-- Begin Source excerpt --

I can see me ending up just getting some Acacia Pearl scales at this rate.


----------



## Hasi (Dec 27, 2017)

ATZ said:


> I can see me ending up just getting some Acacia Pearl scales at this rate.


When funds are plenty go ahead!

1 Pearl = 5 Coffee Gators...


----------



## TimO (Nov 2, 2018)

Please don't anyone take this personally and buy what you wish to buy, but I have an issue with anything from Coffee Gator as its a complete flouting of intellectual property, as they blantantly rip off other manufacturers products.

I used to work in manufacturing in China and saw this all too often. I'm retired now, but as a consumer its not something I'm happy about or would encourage people to support.

Up to you at the end of the day, but just wanted to highlight it.

From my mobile using Tapatalk


----------



## Dylan (Dec 5, 2011)

The same scales are also available from Amazon for less than half the price Amazon UK sells the coffee gator ones for:

https://www.amazon.co.uk/HIYT-Digital-Function-Batteries-Included/dp/B07D4N3M4C/ref=sr_1_fkmr1_3_ccp_nc?

I wasn't a particular fan of them... They are huge for espresso scales and I had a couple of other gripes like the timer immediately reading one second as soon as its pressed.


----------



## Hasi (Dec 27, 2017)

TimO said:


> Please don't anyone take this personally and buy what you wish to buy, but I have an issue with anything from Coffee Gator as its a complete flouting of intellectual property, as they blantantly rip off other manufacturers products.
> 
> I used to work in manufacturing in China and saw this all too often. I'm retired now, but as a consumer its not something I'm happy about or would encourage people to support.
> 
> ...


That's interesting, please elaborate!


----------

-- End Source excerpt --
-- Begin Excerpted records --

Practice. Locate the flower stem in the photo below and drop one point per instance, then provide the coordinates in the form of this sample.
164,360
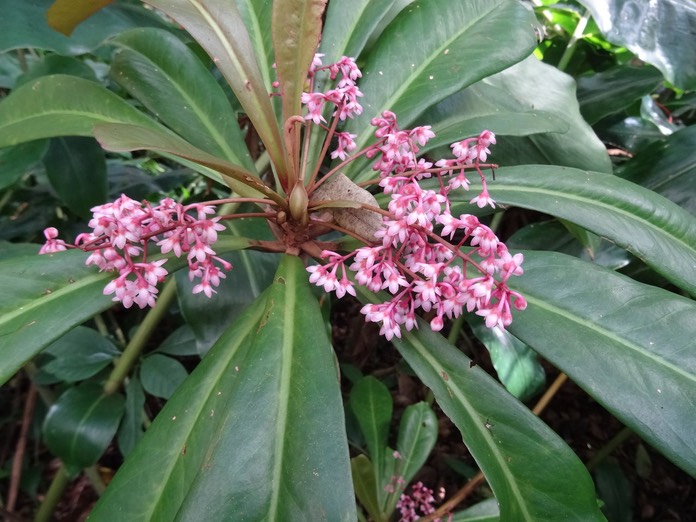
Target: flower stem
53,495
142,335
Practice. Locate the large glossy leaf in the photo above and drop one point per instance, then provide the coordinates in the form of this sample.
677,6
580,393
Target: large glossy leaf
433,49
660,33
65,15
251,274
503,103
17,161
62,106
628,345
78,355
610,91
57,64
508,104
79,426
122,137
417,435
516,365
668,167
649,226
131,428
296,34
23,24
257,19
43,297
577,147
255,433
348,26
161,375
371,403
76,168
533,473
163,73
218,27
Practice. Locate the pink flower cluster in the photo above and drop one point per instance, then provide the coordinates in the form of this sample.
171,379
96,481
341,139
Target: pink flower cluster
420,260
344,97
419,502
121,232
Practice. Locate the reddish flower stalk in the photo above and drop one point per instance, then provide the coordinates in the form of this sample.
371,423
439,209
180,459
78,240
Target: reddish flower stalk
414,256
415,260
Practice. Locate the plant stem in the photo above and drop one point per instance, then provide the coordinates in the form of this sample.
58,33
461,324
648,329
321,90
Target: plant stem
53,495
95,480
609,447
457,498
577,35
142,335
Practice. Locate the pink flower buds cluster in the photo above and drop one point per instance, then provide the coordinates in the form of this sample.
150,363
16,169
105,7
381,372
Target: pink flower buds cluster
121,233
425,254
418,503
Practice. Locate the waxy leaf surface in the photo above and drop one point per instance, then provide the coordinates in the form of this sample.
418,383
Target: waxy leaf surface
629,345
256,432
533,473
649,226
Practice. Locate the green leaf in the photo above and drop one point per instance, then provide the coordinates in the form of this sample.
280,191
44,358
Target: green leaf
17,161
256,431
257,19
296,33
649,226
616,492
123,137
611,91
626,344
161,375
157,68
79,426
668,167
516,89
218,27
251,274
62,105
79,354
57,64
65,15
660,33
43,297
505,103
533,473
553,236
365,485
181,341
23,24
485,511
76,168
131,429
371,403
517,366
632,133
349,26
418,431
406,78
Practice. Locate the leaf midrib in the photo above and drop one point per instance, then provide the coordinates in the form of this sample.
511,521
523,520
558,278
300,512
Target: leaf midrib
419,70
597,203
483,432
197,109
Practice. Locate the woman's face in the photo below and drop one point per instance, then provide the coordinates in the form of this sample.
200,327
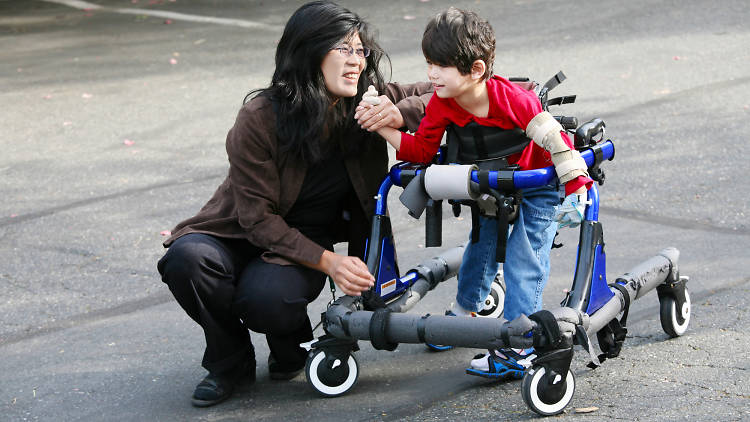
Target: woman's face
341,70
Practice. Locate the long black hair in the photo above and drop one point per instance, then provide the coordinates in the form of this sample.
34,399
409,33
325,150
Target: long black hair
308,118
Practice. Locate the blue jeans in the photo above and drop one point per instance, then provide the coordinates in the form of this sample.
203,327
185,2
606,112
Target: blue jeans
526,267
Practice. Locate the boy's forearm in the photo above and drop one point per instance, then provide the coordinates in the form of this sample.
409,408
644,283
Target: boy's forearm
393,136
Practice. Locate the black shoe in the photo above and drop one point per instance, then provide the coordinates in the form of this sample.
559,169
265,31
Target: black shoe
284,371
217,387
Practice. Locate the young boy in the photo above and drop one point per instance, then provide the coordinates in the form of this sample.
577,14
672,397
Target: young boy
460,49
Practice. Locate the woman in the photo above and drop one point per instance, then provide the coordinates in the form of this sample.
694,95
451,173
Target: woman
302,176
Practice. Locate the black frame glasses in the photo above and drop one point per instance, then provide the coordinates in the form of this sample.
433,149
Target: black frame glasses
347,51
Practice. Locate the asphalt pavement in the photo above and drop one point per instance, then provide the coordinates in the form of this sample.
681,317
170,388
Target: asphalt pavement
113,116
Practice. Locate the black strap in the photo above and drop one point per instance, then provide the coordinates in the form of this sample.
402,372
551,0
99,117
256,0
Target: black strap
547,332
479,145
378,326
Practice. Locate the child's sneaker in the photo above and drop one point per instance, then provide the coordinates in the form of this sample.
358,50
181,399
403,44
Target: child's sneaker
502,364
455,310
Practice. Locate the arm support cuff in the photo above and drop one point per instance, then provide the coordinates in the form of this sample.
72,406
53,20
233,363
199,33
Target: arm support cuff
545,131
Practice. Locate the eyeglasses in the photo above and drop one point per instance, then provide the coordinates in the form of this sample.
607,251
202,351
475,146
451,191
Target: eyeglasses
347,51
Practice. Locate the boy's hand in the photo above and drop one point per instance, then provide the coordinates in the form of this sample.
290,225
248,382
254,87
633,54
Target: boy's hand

-- End Excerpted records --

> _Problems to solve_
1. Decide whether each statement agrees with the coffee scales thread, answering yes or no and quoting the deciding words: (a) TimO once worked in manufacturing in China. (b) Dylan was a big fan of the scales he mentions. (c) Hasi claims one Pearl equals five Coffee Gators.
2. Substitute "Label" for "Target" in the listing, covering everything from the line containing "Practice. Locate the black strap" down to the end of the listing, and leave all else unchanged. Give back only those lines.
The listing has no connection to the coffee scales thread.

> _Solutions for each task_
1.
(a) Yes: "I used to work in manufacturing in China"
(b) No: "I wasn't a particular fan of them"
(c) Yes: "1 Pearl = 5 Coffee Gators"

2.
Practice. Locate the black strap in the photo above and drop one point per instance, then provide the coordinates in the form of this sample.
402,372
551,0
99,117
256,0
Label: black strap
547,332
479,145
378,326
Practice. Locate the child's sneaker in the photo above and drop one point per instance, then provide the coordinates in the form of this sample.
358,50
181,399
403,44
Label: child's sneaker
502,364
455,310
Practice. Locate the arm support cuff in the photo above and drop one point per instance, then provide the coordinates in the form of this sample.
72,406
53,20
233,363
199,33
Label: arm support cuff
545,131
Practice. Locate the eyeglasses in the photo above and drop one point per instance, then provide the coordinates in the form of this sample.
607,251
202,351
475,146
451,191
Label: eyeglasses
347,51
Practice. Locate the boy's hand in the photo above and drop one point per instance, then provide the coordinates in the form of this sample.
290,225
248,382
254,87
633,54
Label: boy's hand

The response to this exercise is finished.